**INSTRUCTIONS TO FOLLOW**.
An exact copy is needed of each line from the one including "the tower window." through the last line of the entries, both ends counted, with nothing added.

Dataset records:

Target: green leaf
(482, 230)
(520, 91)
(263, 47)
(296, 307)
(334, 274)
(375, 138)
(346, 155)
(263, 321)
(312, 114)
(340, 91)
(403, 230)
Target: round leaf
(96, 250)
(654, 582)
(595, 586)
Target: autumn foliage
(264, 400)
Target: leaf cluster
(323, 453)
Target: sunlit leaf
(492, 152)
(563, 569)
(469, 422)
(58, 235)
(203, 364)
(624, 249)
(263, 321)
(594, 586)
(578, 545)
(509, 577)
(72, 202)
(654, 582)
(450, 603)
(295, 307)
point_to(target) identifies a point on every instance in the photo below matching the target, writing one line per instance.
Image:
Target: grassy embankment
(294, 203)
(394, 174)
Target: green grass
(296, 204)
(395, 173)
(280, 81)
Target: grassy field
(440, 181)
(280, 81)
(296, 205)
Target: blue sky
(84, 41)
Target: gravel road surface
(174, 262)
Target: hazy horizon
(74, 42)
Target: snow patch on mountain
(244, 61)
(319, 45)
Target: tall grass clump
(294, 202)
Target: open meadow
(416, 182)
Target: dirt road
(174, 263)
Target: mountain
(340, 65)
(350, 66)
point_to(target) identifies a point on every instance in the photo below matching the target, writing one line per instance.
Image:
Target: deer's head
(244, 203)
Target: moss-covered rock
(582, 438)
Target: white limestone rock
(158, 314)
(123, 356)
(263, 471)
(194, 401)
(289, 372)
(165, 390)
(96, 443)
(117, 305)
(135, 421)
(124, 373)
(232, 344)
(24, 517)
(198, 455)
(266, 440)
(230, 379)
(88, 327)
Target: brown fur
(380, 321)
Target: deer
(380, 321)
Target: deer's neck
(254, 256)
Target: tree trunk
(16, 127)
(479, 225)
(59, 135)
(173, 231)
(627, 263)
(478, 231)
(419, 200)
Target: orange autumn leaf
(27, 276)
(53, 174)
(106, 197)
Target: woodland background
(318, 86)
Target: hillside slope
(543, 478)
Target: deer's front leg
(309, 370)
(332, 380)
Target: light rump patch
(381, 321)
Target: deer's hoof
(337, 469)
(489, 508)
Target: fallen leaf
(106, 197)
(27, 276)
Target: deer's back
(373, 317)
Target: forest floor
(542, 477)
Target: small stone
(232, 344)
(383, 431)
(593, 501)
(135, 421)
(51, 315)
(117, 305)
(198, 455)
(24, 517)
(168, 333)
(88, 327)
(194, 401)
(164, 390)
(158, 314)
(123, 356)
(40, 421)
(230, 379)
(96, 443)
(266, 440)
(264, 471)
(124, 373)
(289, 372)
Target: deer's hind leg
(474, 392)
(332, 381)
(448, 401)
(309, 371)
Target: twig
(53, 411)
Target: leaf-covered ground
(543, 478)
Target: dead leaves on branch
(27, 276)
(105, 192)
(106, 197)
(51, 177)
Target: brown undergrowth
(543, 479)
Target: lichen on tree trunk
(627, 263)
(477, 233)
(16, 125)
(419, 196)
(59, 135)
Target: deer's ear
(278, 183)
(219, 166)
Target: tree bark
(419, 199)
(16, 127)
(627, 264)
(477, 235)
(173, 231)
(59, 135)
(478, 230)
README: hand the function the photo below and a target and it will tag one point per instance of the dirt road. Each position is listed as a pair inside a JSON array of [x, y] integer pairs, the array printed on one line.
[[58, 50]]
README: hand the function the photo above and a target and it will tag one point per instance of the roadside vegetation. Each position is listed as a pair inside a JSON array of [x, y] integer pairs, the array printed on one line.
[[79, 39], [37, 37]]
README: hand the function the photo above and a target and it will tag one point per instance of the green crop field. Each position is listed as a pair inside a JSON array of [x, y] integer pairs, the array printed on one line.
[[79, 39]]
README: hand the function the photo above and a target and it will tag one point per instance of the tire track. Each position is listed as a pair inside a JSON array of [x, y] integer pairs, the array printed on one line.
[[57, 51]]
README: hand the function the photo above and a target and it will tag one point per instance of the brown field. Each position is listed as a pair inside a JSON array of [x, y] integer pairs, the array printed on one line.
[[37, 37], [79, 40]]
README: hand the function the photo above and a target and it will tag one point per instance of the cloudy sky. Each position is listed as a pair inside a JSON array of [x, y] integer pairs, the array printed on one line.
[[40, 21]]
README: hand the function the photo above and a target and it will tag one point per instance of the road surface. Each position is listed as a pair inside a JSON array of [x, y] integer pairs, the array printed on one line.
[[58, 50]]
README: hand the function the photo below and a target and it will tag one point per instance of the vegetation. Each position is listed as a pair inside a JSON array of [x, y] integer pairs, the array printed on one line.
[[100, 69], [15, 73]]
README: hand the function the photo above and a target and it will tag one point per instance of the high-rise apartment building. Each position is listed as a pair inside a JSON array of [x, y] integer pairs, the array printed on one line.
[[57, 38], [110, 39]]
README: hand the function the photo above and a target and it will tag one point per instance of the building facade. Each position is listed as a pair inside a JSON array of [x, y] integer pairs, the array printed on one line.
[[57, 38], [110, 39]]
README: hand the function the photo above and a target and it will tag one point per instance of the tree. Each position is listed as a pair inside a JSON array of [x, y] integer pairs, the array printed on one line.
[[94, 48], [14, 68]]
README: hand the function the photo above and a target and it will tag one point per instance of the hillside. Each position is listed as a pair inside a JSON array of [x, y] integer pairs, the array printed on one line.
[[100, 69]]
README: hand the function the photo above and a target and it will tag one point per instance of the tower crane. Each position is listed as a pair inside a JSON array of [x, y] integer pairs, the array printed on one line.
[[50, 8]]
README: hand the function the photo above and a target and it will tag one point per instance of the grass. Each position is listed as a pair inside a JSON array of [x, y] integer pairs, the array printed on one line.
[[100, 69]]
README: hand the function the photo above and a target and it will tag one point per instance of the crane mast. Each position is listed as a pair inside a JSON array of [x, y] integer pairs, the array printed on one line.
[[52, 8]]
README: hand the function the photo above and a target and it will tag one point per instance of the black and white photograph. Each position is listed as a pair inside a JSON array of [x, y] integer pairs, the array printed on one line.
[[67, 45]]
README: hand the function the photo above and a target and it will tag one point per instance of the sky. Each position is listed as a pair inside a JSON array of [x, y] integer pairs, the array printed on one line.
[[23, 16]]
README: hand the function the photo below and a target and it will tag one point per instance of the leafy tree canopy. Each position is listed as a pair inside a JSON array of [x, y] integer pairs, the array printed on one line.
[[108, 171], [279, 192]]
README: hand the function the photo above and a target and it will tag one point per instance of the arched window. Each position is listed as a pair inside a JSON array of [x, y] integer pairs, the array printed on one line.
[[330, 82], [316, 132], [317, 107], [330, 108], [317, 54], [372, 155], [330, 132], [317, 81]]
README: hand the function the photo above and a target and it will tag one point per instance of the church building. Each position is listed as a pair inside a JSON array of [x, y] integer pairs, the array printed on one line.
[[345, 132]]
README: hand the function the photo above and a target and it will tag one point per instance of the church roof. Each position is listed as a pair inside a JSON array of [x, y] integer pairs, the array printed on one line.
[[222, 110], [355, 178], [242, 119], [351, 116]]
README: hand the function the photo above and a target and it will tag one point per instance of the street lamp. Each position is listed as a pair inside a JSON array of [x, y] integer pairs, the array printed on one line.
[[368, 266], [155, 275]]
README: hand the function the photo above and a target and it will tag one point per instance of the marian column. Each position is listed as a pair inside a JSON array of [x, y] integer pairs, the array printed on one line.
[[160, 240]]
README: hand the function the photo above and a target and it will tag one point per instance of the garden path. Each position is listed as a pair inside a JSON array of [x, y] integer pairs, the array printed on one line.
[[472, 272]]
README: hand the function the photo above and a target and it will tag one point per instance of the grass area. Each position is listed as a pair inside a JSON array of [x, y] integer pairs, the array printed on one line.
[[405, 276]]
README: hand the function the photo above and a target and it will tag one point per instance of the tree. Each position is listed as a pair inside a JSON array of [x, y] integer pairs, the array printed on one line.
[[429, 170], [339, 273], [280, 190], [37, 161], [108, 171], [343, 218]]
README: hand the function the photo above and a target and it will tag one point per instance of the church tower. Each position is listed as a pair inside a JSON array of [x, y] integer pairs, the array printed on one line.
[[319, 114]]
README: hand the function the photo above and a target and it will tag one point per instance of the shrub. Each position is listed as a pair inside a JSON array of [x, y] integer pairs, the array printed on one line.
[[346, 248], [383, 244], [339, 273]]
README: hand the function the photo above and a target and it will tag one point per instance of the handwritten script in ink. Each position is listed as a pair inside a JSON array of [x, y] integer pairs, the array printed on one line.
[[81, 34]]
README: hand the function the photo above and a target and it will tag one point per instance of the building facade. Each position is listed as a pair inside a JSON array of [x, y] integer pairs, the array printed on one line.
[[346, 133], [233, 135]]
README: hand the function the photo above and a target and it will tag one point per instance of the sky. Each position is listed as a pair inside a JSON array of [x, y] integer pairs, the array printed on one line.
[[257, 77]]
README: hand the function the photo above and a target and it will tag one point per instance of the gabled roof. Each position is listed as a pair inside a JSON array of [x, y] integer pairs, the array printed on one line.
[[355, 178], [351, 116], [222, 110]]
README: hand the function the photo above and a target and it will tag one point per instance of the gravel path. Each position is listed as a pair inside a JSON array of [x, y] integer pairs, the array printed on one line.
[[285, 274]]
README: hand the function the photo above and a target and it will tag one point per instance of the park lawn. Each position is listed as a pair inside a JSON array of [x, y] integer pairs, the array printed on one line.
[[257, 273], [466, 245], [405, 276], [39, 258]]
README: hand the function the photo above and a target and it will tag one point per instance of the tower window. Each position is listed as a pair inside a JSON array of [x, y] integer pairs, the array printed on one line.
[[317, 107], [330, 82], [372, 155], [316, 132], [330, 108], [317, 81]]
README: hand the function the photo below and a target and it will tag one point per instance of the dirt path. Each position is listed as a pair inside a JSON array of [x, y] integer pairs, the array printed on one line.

**RESULT**.
README: hand the function the photo above and a target and it will tag one point per instance of the tower window. Each position is listed as a pair inside a JSON array of [x, y] integer pairs, the array printed on one line.
[[317, 107], [330, 82], [372, 155], [316, 132], [330, 108], [317, 81]]
README: hand the function the photo below and a target and it will tag one point per instance of the dirt path. Each position is listed as a pair inside a JSON array of [x, y] integer pairs, the array printed on one line.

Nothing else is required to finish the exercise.